Study text >>
Feeling depressed today. Last time I went to the hospital, the suppositories seemed to be working and she'd given me a load of other things to try (using a footstool to get me in a better position, cutting down on fibre - I'm eating too much, trying not to get stressed - haha..., eating as soon as possible to help get things going). I felt quite positive but desperately wanted to find something other than the suppositories.

One month later, I'm back in again for my next appointment. We've only just got back from being with relatives over Christmas, I've struggled to get ten minutes to do the suppositories whilst we were away. I've been rushing it and it hasn't worked. I've failed miserably to buy the footstool or organise any cereal bars to munch on first thing (just been so busy, I've barely stopped). I haven't managed to cut back on fibre because we were in other people's houses and it just seemed so tricky. Stress levels are way up for a hundred and one reasons.

She started off by giving me a right bollocking, saying what was the point of the session if I hadn't done anything in the interim. I burst into tears - I'm balancing so many things at the moment, finding extra time to do something is just so hard right now. It's not that I haven't had the will to do something about it, I just haven't been able to over Christmas. Anyway, she was a bit nicer after that.

But pretty much, it looks like the suppositories are my only solution now along with the other stuff above. I thought they were just for assessing what was going on but they're not, they're for keeps, and that's really hard to take in at the moment. I am just so struggling to find the time to do them as I have to do it before I leave for work, and I'm already out the door by 7.30.

Listed entries >>
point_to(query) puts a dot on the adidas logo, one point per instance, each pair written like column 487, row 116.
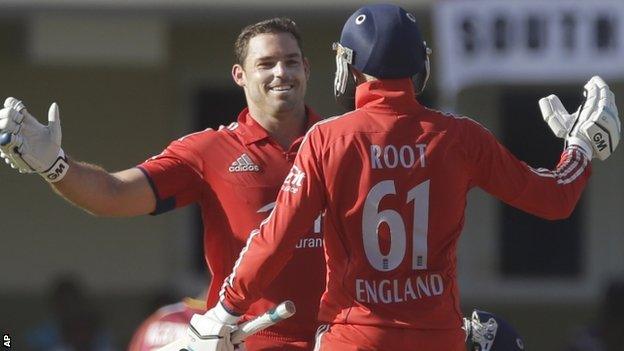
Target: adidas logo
column 244, row 164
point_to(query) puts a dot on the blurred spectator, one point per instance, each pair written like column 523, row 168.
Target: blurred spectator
column 74, row 324
column 607, row 334
column 166, row 325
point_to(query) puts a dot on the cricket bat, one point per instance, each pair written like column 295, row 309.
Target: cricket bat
column 267, row 319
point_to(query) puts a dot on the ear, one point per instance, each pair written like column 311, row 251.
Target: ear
column 306, row 67
column 238, row 74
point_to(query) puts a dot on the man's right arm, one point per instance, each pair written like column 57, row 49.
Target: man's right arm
column 121, row 194
column 31, row 147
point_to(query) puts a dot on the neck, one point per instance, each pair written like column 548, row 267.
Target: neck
column 284, row 127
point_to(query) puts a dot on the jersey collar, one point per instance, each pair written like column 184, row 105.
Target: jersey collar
column 397, row 94
column 250, row 131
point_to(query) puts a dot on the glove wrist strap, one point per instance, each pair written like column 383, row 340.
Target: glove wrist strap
column 58, row 170
column 581, row 144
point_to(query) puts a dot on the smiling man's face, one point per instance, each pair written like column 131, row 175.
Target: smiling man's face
column 274, row 74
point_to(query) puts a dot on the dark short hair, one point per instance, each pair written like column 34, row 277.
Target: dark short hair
column 273, row 25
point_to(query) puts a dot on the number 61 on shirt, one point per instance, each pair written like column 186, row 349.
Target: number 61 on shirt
column 372, row 218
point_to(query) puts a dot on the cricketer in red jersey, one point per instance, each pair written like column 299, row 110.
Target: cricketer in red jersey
column 166, row 325
column 236, row 185
column 393, row 178
column 234, row 174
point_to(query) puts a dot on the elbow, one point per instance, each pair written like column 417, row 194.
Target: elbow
column 559, row 213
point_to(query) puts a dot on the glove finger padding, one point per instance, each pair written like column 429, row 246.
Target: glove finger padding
column 10, row 120
column 598, row 122
column 11, row 146
column 14, row 103
column 555, row 115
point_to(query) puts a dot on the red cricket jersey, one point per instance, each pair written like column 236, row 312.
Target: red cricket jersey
column 166, row 325
column 234, row 174
column 393, row 177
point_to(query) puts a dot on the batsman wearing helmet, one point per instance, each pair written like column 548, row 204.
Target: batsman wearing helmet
column 233, row 174
column 393, row 177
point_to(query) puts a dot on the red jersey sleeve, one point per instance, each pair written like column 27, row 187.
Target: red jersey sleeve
column 175, row 175
column 299, row 202
column 550, row 194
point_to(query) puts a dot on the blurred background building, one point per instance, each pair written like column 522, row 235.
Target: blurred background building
column 130, row 76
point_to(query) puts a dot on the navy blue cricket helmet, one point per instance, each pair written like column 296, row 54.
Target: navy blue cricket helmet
column 487, row 332
column 382, row 41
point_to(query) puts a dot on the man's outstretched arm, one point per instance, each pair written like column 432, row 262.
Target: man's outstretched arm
column 31, row 147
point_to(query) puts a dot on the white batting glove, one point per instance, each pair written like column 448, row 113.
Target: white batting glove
column 595, row 127
column 212, row 331
column 556, row 116
column 29, row 146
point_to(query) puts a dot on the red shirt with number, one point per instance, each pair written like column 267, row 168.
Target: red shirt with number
column 234, row 174
column 393, row 177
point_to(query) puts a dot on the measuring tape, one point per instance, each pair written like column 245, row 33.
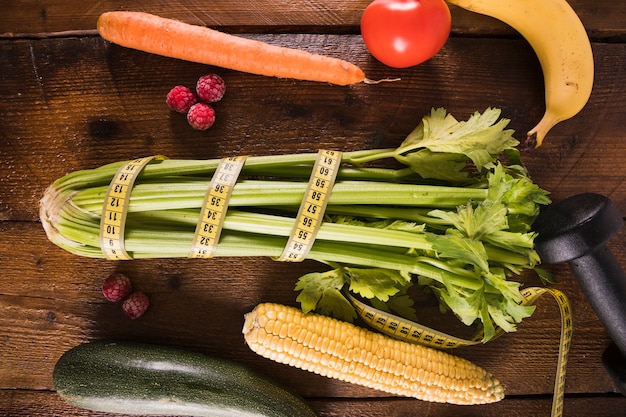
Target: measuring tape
column 214, row 208
column 412, row 332
column 115, row 209
column 311, row 211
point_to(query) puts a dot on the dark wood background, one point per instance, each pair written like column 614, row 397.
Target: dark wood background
column 69, row 100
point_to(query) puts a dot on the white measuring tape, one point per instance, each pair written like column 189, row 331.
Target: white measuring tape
column 311, row 211
column 409, row 331
column 115, row 208
column 214, row 208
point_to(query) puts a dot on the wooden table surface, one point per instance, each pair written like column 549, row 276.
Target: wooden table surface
column 70, row 101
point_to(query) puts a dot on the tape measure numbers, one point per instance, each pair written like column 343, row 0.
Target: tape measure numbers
column 311, row 211
column 409, row 331
column 214, row 208
column 115, row 209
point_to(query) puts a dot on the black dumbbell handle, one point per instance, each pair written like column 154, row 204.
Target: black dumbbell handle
column 603, row 282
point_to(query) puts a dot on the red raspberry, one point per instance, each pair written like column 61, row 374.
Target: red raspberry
column 180, row 99
column 211, row 88
column 201, row 116
column 116, row 287
column 136, row 304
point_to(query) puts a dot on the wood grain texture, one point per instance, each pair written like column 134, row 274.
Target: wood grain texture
column 70, row 101
column 23, row 18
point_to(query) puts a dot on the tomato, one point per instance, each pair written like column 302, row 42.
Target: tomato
column 404, row 33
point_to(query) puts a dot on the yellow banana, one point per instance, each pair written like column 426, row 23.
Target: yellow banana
column 558, row 37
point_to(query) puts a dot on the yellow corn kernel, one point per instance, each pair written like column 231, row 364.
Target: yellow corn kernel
column 343, row 351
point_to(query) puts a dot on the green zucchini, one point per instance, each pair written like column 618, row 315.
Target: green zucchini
column 136, row 378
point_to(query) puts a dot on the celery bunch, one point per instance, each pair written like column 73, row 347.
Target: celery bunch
column 455, row 217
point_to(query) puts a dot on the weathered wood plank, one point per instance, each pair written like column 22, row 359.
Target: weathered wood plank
column 104, row 103
column 22, row 403
column 603, row 19
column 50, row 300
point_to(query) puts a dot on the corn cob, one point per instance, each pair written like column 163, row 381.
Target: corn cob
column 341, row 350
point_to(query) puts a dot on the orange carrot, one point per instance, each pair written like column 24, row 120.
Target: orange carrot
column 175, row 39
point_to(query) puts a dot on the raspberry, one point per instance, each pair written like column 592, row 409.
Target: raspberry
column 180, row 99
column 116, row 287
column 136, row 304
column 201, row 116
column 211, row 88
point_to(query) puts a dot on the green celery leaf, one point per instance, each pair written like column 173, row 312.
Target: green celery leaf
column 488, row 217
column 459, row 248
column 400, row 305
column 442, row 166
column 315, row 285
column 334, row 304
column 480, row 140
column 375, row 283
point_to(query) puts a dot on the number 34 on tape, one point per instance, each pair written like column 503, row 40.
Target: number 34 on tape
column 115, row 209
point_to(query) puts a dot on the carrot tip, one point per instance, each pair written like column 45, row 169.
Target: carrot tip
column 384, row 80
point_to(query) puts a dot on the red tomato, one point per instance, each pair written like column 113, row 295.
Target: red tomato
column 404, row 33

Exercises to complete >>
a: Answer these from the diary entry:
(i) How long after the previous hospital visit is the writer's next appointment?
(ii) What item did the writer fail to buy?
(iii) By what time is the writer already out the door?
b: Quote the stretch of the diary entry from "She started off" through "door by 7.30." word for word.

Answers by task >>
a:
(i) One month later.
(ii) The footstool.
(iii) 7.30.

b:
She started off by giving me a right bollocking, saying what was the point of the session if I hadn't done anything in the interim. I burst into tears - I'm balancing so many things at the moment, finding extra time to do something is just so hard right now. It's not that I haven't had the will to do something about it, I just haven't been able to over Christmas. Anyway, she was a bit nicer after that.

But pretty much, it looks like the suppositories are my only solution now along with the other stuff above. I thought they were just for assessing what was going on but they're not, they're for keeps, and that's really hard to take in at the moment. I am just so struggling to find the time to do them as I have to do it before I leave for work, and I'm already out the door by 7.30.